__Task directions__:
Reproduce, verbatim, the lines of the records beginning with the line that contains "Where can you see the french" and continuing through the end of the records, including both the first and the last line.

___ Records for the exercise

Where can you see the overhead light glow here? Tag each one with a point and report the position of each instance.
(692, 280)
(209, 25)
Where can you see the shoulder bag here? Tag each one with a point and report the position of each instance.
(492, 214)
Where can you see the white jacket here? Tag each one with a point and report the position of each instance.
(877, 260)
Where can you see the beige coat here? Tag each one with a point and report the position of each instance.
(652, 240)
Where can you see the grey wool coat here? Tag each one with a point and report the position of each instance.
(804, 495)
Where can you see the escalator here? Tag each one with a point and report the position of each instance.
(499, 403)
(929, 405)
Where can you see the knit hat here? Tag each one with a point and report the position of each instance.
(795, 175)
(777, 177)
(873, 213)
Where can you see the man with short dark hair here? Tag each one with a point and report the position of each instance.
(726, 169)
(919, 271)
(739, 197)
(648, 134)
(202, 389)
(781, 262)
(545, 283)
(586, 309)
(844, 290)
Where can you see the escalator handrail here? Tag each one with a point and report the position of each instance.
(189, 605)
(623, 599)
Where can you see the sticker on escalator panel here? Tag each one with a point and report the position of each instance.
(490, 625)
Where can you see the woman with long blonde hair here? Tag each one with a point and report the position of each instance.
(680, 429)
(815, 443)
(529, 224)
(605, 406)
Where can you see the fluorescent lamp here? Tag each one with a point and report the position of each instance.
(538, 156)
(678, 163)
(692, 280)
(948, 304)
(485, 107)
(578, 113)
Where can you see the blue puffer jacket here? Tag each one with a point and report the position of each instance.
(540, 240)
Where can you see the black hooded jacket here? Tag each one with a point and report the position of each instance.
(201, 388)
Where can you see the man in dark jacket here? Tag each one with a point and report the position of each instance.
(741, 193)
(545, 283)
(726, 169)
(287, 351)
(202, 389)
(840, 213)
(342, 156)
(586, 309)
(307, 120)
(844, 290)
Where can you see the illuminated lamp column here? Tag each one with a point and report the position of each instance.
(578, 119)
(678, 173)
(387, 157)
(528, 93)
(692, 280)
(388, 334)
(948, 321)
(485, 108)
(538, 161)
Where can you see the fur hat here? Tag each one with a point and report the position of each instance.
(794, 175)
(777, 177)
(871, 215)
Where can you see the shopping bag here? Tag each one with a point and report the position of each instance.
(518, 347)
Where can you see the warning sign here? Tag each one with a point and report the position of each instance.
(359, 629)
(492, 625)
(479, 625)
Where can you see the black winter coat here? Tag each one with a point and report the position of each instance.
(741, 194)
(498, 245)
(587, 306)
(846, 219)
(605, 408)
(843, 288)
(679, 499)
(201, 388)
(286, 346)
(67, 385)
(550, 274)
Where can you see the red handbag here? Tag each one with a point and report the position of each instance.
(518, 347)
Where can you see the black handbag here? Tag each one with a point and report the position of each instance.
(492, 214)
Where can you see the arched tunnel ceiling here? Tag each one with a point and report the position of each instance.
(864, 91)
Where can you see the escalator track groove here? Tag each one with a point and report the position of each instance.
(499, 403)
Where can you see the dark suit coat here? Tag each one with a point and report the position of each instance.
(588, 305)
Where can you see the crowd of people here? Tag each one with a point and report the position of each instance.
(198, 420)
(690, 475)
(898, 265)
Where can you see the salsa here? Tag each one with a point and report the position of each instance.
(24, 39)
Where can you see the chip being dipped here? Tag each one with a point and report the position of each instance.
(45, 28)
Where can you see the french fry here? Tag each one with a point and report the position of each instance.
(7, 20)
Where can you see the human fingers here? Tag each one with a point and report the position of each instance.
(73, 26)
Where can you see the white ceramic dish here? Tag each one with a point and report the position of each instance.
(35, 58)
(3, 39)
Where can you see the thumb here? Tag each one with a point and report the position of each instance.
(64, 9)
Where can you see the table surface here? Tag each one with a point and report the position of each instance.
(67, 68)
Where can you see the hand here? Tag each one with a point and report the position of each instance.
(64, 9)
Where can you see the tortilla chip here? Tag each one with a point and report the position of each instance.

______

__Solution for this task__:
Where can you see the french fry here? Tag each one with a point and report the position of each instance.
(7, 20)
Where can you see the human fingers here? Tag each one with a point and report the position of each instance.
(73, 26)
Where can you see the white ceramic dish here? Tag each one with a point and report the position of each instance.
(35, 58)
(3, 39)
Where can you see the thumb here? Tag each one with a point and report the position of each instance.
(64, 9)
Where can you see the table surface here? Tag each one with a point and report the position of each instance.
(67, 68)
Where can you see the hand here? Tag each one with a point and report the position of each instance.
(64, 9)
Where can you see the tortilla chip here? Tag each one with a point and report the position of each instance.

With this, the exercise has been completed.